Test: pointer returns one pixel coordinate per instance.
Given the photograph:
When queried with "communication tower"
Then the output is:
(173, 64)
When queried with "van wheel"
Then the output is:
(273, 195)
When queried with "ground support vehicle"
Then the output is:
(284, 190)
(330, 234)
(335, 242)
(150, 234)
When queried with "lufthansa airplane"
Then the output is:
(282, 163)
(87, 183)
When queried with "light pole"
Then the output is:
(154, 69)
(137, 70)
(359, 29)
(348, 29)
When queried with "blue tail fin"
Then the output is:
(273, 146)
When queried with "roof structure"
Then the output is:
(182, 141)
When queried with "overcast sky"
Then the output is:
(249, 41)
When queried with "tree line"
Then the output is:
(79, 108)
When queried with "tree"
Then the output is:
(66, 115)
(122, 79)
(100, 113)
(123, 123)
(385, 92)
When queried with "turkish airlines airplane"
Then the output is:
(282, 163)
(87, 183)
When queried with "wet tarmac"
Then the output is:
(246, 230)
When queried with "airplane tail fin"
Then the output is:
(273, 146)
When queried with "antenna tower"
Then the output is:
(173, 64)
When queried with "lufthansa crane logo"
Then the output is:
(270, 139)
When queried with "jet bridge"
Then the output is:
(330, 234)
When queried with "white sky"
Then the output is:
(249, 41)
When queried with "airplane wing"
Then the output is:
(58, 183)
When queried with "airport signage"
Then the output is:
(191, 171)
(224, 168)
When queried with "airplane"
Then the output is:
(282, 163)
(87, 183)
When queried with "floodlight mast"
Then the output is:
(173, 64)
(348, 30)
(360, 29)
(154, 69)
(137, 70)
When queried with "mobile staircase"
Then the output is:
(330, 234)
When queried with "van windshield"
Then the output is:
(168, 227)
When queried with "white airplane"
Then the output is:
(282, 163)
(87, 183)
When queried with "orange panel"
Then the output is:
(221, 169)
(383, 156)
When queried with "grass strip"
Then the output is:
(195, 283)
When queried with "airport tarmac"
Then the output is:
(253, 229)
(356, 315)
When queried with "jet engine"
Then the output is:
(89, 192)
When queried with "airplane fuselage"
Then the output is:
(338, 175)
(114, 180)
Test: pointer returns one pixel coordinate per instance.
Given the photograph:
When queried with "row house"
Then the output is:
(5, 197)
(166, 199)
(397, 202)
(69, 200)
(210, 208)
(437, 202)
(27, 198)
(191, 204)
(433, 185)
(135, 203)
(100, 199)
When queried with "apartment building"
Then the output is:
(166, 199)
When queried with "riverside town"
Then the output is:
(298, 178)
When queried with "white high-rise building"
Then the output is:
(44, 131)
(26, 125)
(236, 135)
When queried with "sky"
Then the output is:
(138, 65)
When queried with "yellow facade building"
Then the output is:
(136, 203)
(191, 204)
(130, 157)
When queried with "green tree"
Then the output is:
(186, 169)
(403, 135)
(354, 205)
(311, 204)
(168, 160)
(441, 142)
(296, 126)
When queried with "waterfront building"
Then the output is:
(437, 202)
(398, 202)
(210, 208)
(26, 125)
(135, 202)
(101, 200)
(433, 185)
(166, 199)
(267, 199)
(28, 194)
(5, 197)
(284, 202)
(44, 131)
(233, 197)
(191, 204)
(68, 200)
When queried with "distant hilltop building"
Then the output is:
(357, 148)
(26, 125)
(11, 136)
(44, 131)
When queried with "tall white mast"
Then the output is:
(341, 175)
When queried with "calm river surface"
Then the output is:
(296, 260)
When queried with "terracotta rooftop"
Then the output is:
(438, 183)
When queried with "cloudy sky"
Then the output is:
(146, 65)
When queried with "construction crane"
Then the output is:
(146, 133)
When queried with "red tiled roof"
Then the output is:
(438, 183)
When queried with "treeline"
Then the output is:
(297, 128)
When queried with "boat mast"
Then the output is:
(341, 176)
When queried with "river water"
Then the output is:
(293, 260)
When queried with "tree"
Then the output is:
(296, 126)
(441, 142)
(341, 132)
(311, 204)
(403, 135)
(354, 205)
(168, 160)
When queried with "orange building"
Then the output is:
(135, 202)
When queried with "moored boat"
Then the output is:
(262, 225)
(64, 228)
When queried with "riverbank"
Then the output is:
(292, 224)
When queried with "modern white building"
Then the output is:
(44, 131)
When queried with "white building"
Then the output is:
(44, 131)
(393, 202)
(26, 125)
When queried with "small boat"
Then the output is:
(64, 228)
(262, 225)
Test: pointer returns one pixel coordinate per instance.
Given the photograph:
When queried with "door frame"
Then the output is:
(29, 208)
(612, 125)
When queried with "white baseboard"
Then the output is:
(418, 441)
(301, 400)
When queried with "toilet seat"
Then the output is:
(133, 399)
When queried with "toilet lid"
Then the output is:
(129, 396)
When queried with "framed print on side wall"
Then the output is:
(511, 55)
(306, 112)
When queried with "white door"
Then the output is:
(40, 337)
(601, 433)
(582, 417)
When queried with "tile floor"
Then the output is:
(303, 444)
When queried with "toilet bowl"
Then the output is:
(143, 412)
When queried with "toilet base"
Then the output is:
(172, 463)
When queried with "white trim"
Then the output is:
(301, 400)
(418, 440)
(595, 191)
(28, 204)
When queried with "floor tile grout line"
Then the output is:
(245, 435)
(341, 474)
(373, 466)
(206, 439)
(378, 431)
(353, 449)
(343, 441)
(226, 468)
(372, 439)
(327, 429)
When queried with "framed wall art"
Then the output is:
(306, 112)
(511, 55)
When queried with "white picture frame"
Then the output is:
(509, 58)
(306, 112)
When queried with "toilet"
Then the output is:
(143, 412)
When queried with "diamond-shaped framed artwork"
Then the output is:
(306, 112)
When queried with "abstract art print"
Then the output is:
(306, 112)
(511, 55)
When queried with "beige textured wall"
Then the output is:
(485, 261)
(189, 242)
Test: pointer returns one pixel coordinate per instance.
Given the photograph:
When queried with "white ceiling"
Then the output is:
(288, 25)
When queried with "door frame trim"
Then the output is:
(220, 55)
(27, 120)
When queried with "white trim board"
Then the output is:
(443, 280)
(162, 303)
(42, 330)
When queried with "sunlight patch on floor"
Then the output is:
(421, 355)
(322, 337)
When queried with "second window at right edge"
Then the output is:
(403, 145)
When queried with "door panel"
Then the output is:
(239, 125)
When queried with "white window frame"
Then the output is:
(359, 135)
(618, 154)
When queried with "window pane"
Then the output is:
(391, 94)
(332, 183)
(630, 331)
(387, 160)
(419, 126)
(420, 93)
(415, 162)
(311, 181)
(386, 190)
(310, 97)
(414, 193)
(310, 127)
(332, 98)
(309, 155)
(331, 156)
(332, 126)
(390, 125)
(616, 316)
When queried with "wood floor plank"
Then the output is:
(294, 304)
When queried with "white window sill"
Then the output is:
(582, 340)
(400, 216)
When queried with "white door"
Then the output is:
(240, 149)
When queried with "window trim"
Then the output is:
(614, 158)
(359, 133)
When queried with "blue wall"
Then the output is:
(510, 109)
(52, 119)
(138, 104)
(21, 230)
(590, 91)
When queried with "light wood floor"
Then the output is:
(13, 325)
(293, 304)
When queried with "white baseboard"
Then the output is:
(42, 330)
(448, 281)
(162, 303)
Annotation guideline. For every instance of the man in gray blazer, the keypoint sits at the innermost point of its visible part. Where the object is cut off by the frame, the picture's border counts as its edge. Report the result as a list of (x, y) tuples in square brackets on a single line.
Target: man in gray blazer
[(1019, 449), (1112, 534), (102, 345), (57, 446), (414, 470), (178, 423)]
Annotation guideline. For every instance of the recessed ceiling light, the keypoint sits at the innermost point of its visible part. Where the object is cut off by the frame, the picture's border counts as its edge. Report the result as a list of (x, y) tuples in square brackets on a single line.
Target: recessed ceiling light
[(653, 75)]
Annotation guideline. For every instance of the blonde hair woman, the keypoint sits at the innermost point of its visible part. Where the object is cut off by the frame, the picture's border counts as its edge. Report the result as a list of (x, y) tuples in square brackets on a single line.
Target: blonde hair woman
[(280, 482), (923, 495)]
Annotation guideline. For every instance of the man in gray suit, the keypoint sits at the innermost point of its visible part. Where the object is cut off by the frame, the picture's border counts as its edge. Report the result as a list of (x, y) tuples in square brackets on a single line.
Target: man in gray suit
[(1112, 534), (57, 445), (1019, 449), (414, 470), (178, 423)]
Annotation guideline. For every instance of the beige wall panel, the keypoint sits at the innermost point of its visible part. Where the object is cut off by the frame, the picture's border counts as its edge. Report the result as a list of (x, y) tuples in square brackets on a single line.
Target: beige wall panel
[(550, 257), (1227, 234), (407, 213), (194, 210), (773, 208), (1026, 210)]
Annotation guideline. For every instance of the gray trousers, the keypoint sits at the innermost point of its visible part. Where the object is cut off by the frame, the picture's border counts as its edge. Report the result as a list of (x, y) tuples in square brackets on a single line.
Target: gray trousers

--------------------------------------------------

WHAT YOU SHOULD DO: Give back exactly the lines beginning at the one with "gray suit, the" and ending at the final line of the material; both boundary lines belong in it.

SOLUTION FOR THIS TASK:
Annotation guideline. For every instance of the man in gray suit, the keypoint sits at the innermost point of its visible part. Where the object is cut off by the frame, the picture's border counts as its edge. Report the result as a list of (x, y) tuples in square brackets on a single line.
Target: man in gray suit
[(1112, 534), (57, 445), (1019, 449), (414, 470), (178, 423)]
Annotation guideline. For every instance of the beige wall panel, the keypoint sits at the innermost point of its visible part. Where the object is cut off by the frame, the picture's border counts as its edge. Report the result as a list of (x, y) tuples in square brackets on a single line.
Target: beige wall panel
[(550, 257), (1227, 234), (407, 213), (194, 210), (773, 208), (1026, 210)]
Annotation guideline. For every instance of the gray trousers, the keypoint sits at the innermost point of its visible part. Where the object is cut off by the frame, the picture's border counts as its edge. Report the result as a list of (x, y) tuples in square brackets on a single line.
Target: gray trousers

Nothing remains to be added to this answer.